[Work to complete]: All of the records must be given again exactly.

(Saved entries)
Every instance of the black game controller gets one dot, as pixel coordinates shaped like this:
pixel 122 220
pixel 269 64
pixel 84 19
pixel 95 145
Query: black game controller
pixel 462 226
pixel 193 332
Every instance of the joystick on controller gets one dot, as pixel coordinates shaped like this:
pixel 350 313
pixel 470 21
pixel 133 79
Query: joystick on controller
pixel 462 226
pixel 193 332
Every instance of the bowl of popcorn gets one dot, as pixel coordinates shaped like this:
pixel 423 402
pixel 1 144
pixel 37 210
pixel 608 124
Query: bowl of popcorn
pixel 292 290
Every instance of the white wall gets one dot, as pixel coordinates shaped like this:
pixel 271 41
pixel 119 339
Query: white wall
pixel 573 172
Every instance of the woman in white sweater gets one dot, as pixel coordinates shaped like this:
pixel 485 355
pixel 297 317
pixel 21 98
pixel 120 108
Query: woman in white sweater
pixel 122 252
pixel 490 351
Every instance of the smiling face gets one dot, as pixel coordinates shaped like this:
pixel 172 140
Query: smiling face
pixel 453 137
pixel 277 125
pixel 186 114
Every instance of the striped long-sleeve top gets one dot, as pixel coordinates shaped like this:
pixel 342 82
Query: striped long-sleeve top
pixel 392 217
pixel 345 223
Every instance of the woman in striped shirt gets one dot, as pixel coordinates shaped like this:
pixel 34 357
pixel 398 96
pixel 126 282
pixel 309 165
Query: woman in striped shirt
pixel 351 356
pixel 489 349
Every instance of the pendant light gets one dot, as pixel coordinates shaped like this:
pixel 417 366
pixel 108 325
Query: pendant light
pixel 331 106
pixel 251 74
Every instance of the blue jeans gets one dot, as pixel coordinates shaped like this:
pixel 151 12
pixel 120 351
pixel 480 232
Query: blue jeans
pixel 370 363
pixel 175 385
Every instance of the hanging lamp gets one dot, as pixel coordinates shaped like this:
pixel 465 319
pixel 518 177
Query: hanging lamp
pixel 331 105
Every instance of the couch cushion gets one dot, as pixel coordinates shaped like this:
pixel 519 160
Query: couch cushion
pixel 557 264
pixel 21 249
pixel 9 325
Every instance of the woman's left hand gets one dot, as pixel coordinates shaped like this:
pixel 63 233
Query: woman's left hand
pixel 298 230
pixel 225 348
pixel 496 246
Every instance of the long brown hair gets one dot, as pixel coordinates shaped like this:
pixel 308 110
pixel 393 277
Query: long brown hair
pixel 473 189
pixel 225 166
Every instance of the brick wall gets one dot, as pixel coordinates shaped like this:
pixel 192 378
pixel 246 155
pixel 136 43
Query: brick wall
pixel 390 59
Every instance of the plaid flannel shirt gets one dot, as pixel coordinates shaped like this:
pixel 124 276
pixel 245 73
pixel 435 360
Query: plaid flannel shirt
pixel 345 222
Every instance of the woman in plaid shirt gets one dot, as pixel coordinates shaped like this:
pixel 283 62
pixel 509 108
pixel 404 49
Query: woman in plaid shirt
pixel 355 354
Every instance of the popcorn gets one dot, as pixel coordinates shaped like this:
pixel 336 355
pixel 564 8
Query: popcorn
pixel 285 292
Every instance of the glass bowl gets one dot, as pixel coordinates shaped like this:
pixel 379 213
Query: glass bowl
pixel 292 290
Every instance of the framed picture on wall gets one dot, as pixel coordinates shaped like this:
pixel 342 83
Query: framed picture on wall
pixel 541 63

[Response box]:
Every instance of the black game controller gets one dot, as pixel coordinates shaped like this:
pixel 122 220
pixel 269 64
pixel 84 19
pixel 95 145
Query: black game controller
pixel 462 226
pixel 193 332
Every instance of the joystick on controller gets one dot, as pixel coordinates shaped like this:
pixel 350 313
pixel 470 21
pixel 133 79
Query: joystick on controller
pixel 462 226
pixel 193 332
Every instance of the bowl of popcorn gets one dot, as pixel coordinates shaped like this:
pixel 423 402
pixel 1 144
pixel 37 210
pixel 608 124
Query: bowl of popcorn
pixel 292 290
Every instance of the white wall gets one dot, as pixel coordinates shaped like this:
pixel 271 41
pixel 119 339
Query: white wall
pixel 573 172
Every instance of the woman in white sweater gets one dot, as pixel coordinates shaped like this:
pixel 485 355
pixel 297 317
pixel 21 98
pixel 120 108
Query: woman in white sweater
pixel 122 252
pixel 490 351
Every instance of the smiling face gets one dot, as pixel coordinates shaped like this:
pixel 172 140
Query: smiling face
pixel 453 137
pixel 277 125
pixel 186 114
Every instance of the striped long-sleeve top gets one dot, as pixel coordinates shaped like this:
pixel 342 82
Query: striped long-sleeve top
pixel 392 217
pixel 345 223
Every instance of the woman in striped shirt gets one dot, as pixel coordinates shaped like this:
pixel 34 357
pixel 398 96
pixel 126 282
pixel 309 165
Query: woman in striped shirt
pixel 351 356
pixel 489 349
Every instance of the pendant light gets one dot, as pixel coordinates shaped like this:
pixel 417 366
pixel 108 325
Query: pendant light
pixel 331 106
pixel 251 74
Every instance of the blue jeans gets one dot, as pixel coordinates shaped like this:
pixel 151 12
pixel 120 351
pixel 480 232
Query: blue jeans
pixel 370 363
pixel 175 385
Every instance of the hanging lamp gets one dot, as pixel coordinates shaped like this:
pixel 465 319
pixel 518 177
Query: hanging lamp
pixel 331 105
Every instance of the couch cushion gets one dot, as pixel coordinates shaped like this:
pixel 519 160
Query: couch cushion
pixel 557 264
pixel 21 249
pixel 9 325
Every instance of the woman's left hand gets one dot, as pixel coordinates shaped like this:
pixel 63 233
Query: woman's left hand
pixel 298 230
pixel 225 348
pixel 496 246
Every instance of the long brown hair gets one dot, as pixel coordinates shaped like this:
pixel 308 110
pixel 393 277
Query: long brown hair
pixel 473 189
pixel 225 166
Every instance of the brick wall gets one dot, as pixel coordinates shaped like this:
pixel 192 378
pixel 246 155
pixel 136 43
Query: brick wall
pixel 390 59
Every instance of the plaid flannel shirt gets one dot, as pixel coordinates shaped like this:
pixel 124 276
pixel 245 73
pixel 435 360
Query: plaid flannel shirt
pixel 345 222
Every instance of the woman in plaid shirt gets one dot, as pixel coordinates shaped like this:
pixel 283 62
pixel 509 108
pixel 404 49
Query: woman in plaid shirt
pixel 355 354
Every instance of the popcorn gets one dot, as pixel coordinates shaped like this:
pixel 336 355
pixel 564 8
Query: popcorn
pixel 285 292
Every instance of the glass bowl gets one dot, as pixel coordinates shaped like this:
pixel 379 213
Query: glass bowl
pixel 292 290
Every instance of the framed picture on wall gets one dot, as pixel coordinates shaped like this:
pixel 342 83
Query: framed picture on wall
pixel 541 63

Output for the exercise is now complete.